GIVEN DATA:
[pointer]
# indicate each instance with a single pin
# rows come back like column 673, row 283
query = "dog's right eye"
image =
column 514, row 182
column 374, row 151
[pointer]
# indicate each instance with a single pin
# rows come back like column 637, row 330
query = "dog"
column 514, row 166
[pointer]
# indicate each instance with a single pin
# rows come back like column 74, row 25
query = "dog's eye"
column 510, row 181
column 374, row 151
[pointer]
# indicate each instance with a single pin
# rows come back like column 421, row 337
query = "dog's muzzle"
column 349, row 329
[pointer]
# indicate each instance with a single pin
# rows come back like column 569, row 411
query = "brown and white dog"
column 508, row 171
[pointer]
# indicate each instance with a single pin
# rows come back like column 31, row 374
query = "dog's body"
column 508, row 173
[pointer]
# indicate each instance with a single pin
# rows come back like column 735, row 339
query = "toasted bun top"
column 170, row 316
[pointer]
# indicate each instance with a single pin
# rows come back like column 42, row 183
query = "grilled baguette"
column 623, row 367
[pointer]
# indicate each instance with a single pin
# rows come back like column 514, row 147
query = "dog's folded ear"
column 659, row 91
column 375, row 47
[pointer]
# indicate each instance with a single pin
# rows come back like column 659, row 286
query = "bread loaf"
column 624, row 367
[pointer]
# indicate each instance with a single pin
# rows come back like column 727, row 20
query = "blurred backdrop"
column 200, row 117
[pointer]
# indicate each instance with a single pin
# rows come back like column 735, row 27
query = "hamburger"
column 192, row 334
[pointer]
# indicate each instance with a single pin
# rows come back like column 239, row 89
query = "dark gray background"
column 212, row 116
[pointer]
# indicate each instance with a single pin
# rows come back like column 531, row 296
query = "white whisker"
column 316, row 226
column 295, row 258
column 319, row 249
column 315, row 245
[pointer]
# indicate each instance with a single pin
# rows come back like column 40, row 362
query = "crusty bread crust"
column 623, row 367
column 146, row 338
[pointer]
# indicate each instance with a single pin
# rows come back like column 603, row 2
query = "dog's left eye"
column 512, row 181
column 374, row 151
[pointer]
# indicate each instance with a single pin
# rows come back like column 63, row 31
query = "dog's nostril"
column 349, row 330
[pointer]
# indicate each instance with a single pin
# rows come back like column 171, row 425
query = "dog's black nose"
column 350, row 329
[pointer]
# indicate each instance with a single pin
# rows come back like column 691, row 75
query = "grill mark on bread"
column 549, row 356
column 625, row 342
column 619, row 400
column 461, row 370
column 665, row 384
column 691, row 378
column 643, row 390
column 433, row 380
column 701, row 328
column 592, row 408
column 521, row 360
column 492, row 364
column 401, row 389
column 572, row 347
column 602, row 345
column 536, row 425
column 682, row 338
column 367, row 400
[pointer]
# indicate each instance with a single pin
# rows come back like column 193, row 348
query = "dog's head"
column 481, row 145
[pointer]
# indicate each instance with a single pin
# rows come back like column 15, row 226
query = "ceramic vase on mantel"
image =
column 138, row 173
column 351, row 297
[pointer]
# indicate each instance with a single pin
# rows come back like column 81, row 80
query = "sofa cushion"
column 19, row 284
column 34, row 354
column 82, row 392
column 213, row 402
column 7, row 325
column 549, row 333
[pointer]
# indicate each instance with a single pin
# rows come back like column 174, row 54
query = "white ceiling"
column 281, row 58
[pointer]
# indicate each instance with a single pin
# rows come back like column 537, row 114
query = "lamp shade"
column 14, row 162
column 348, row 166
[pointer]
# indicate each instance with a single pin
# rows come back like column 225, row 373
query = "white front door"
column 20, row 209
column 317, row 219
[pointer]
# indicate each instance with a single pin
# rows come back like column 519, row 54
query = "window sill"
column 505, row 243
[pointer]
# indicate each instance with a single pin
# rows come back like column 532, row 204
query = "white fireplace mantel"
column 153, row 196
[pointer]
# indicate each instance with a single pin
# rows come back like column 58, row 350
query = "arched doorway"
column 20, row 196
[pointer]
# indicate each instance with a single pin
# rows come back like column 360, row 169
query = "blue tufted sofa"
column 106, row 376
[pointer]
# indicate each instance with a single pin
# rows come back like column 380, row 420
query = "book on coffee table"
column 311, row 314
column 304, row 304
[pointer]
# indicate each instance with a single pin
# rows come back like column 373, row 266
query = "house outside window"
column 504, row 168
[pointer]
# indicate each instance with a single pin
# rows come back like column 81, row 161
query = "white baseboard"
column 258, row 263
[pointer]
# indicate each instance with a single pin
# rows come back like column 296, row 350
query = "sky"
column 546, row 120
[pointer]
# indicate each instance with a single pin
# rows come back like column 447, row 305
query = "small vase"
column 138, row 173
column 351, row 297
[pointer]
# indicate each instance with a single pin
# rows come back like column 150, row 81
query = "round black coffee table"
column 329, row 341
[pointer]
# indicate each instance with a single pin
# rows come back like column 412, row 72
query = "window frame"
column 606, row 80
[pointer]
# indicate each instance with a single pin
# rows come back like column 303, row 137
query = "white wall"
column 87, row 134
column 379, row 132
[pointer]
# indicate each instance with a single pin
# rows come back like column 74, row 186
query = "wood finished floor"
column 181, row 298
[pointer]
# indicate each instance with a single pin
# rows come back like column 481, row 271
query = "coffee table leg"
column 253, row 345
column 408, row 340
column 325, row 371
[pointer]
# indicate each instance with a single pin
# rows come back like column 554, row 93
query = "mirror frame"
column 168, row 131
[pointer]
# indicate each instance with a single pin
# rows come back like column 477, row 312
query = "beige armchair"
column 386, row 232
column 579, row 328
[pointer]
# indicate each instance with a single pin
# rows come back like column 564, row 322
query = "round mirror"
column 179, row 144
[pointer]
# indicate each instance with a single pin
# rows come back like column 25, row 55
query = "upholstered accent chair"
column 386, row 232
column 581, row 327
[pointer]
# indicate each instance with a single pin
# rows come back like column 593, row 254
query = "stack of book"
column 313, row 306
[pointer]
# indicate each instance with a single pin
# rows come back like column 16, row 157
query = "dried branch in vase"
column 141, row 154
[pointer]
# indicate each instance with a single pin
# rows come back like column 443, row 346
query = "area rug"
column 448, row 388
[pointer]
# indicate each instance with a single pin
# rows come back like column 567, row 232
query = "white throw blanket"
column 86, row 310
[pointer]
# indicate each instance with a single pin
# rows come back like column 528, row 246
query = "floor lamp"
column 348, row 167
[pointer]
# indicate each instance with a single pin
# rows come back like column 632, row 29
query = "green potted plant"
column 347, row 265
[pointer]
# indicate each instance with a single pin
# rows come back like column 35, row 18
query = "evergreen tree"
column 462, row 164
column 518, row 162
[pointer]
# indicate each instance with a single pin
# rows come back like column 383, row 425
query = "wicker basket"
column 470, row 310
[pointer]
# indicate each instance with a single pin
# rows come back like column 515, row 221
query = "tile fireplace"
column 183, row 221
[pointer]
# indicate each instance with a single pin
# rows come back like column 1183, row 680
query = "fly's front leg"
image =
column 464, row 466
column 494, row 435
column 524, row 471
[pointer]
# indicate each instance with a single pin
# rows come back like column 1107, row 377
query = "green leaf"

SHORT PROBLEM: Quote the material exactly, leaving nothing out.

FINISHED TASK:
[pointer]
# indicate each instance with a single pin
# rows come back like column 673, row 283
query = "dog's right eye"
image =
column 514, row 182
column 374, row 151
[pointer]
# indicate each instance with a single pin
# rows come back like column 637, row 330
query = "dog"
column 514, row 166
[pointer]
# indicate each instance with a single pin
# rows come back like column 74, row 25
query = "dog's eye"
column 510, row 181
column 374, row 151
[pointer]
# indicate each instance with a single pin
# rows come back like column 421, row 337
query = "dog's muzzle"
column 349, row 329
[pointer]
# indicate each instance with a single pin
# rows come back like column 569, row 411
query = "brown and white dog"
column 508, row 171
[pointer]
# indicate each instance with a single pin
# rows come back like column 31, row 374
query = "dog's body"
column 508, row 173
[pointer]
# indicate each instance with a single pin
# rows come back like column 735, row 339
query = "toasted bun top"
column 170, row 316
[pointer]
# indicate each instance with a single pin
# rows come back like column 42, row 183
query = "grilled baguette"
column 623, row 367
[pointer]
# indicate each instance with a single pin
# rows come back like column 514, row 147
query = "dog's folded ear"
column 659, row 91
column 375, row 47
[pointer]
# indicate each instance with a single pin
# rows come back like column 659, row 286
query = "bread loaf"
column 624, row 367
[pointer]
# indicate each instance with a single pin
# rows come back like column 727, row 20
query = "blurred backdrop"
column 200, row 117
[pointer]
# indicate each instance with a single pin
# rows come back like column 735, row 27
query = "hamburger"
column 192, row 334
[pointer]
# indicate each instance with a single pin
# rows come back like column 239, row 89
query = "dark gray background"
column 212, row 116
[pointer]
# indicate each instance with a single pin
# rows come back like column 531, row 296
query = "white whisker"
column 316, row 226
column 295, row 258
column 319, row 249
column 315, row 245
[pointer]
# indicate each instance with a single pin
# rows come back like column 40, row 362
query = "crusty bread crust"
column 623, row 367
column 146, row 338
[pointer]
# indicate each instance with a single pin
# rows come back like column 603, row 2
query = "dog's left eye"
column 512, row 181
column 374, row 151
[pointer]
# indicate each instance with a single pin
# rows come back like column 63, row 31
query = "dog's nostril"
column 349, row 330
[pointer]
# indicate each instance with a single pin
# rows come back like column 171, row 425
query = "dog's black nose"
column 350, row 329
[pointer]
# indicate each instance with a single pin
# rows come back like column 691, row 75
query = "grill mark on bread"
column 549, row 356
column 625, row 342
column 619, row 400
column 461, row 370
column 665, row 384
column 691, row 378
column 643, row 390
column 433, row 380
column 701, row 328
column 592, row 408
column 521, row 360
column 492, row 364
column 401, row 389
column 572, row 347
column 602, row 345
column 536, row 425
column 682, row 338
column 367, row 400
[pointer]
# indicate each instance with a single pin
# rows come back like column 193, row 348
query = "dog's head"
column 481, row 145
[pointer]
# indicate each instance with a single pin
# rows come back like column 15, row 226
query = "ceramic vase on mantel"
image =
column 138, row 173
column 351, row 297
[pointer]
# indicate each instance with a single pin
# rows come back like column 81, row 80
query = "sofa cushion"
column 19, row 284
column 34, row 354
column 82, row 392
column 213, row 402
column 7, row 325
column 549, row 333
[pointer]
# indicate each instance with a single pin
# rows come back like column 174, row 54
query = "white ceiling"
column 281, row 58
[pointer]
# indicate each instance with a single pin
# rows come back like column 537, row 114
query = "lamp shade"
column 14, row 162
column 348, row 166
[pointer]
# indicate each instance with a single pin
# rows come back like column 225, row 373
query = "white front door"
column 20, row 209
column 317, row 219
[pointer]
# indicate each instance with a single pin
# rows come back like column 519, row 54
query = "window sill"
column 505, row 243
[pointer]
# indicate each instance with a single pin
# rows come back like column 532, row 204
query = "white fireplace mantel"
column 153, row 196
[pointer]
# indicate each instance with a single pin
# rows come back like column 58, row 350
query = "arched doorway"
column 20, row 196
[pointer]
# indicate each instance with a single pin
# rows come back like column 360, row 169
query = "blue tufted sofa"
column 106, row 376
[pointer]
# indicate each instance with a single pin
# rows come back like column 380, row 420
query = "book on coffee table"
column 311, row 314
column 304, row 304
[pointer]
# indicate each instance with a single pin
# rows come back like column 373, row 266
query = "house outside window"
column 504, row 168
[pointer]
# indicate each instance with a single pin
# rows come back like column 81, row 161
query = "white baseboard"
column 258, row 263
[pointer]
# indicate each instance with a single pin
# rows come back like column 296, row 350
query = "sky"
column 546, row 120
[pointer]
# indicate each instance with a single pin
# rows come back like column 447, row 305
query = "small vase"
column 138, row 173
column 351, row 297
[pointer]
# indicate each instance with a single pin
# rows come back like column 150, row 81
query = "round black coffee table"
column 329, row 341
[pointer]
# indicate each instance with a single pin
# rows come back like column 412, row 72
query = "window frame"
column 606, row 80
[pointer]
# indicate each instance with a single pin
# rows come back like column 303, row 137
query = "white wall"
column 87, row 134
column 379, row 132
[pointer]
# indicate each instance with a single pin
# rows come back like column 74, row 186
query = "wood finished floor"
column 181, row 298
[pointer]
# indicate each instance with a single pin
# rows come back like column 481, row 271
query = "coffee table leg"
column 253, row 345
column 408, row 340
column 325, row 371
[pointer]
# indicate each instance with a single pin
# rows come back like column 554, row 93
query = "mirror frame"
column 168, row 131
[pointer]
# indicate each instance with a single pin
# rows come back like column 477, row 312
query = "beige armchair"
column 386, row 232
column 579, row 328
[pointer]
# indicate each instance with a single pin
# rows come back like column 564, row 322
query = "round mirror"
column 179, row 144
[pointer]
# indicate each instance with a single pin
# rows come back like column 25, row 55
query = "upholstered accent chair"
column 386, row 232
column 581, row 327
[pointer]
# indicate each instance with a single pin
# rows come back like column 593, row 254
query = "stack of book"
column 313, row 306
[pointer]
# indicate each instance with a single pin
# rows come back like column 16, row 157
query = "dried branch in vase"
column 141, row 154
[pointer]
# indicate each instance with a single pin
# rows come back like column 443, row 346
query = "area rug"
column 448, row 388
[pointer]
# indicate each instance with a single pin
# rows come back like column 567, row 232
query = "white throw blanket"
column 86, row 310
[pointer]
# indicate each instance with a single pin
# rows come back like column 528, row 246
query = "floor lamp"
column 348, row 167
[pointer]
# indicate each instance with a single pin
# rows come back like column 632, row 29
query = "green potted plant"
column 347, row 265
[pointer]
# indicate each instance with a single pin
# rows come back like column 35, row 18
query = "evergreen tree"
column 462, row 164
column 518, row 162
[pointer]
# indicate each instance with a single pin
# rows come back like column 383, row 425
query = "wicker basket"
column 470, row 310
[pointer]
# indicate each instance with a single pin
# rows come back like column 515, row 221
query = "tile fireplace"
column 183, row 221
[pointer]
# indicate each instance with a single pin
# rows come back like column 1183, row 680
query = "fly's front leg"
image =
column 464, row 466
column 494, row 435
column 524, row 471
[pointer]
# indicate each instance with a single pin
# rows come back like column 1107, row 377
query = "green leaf"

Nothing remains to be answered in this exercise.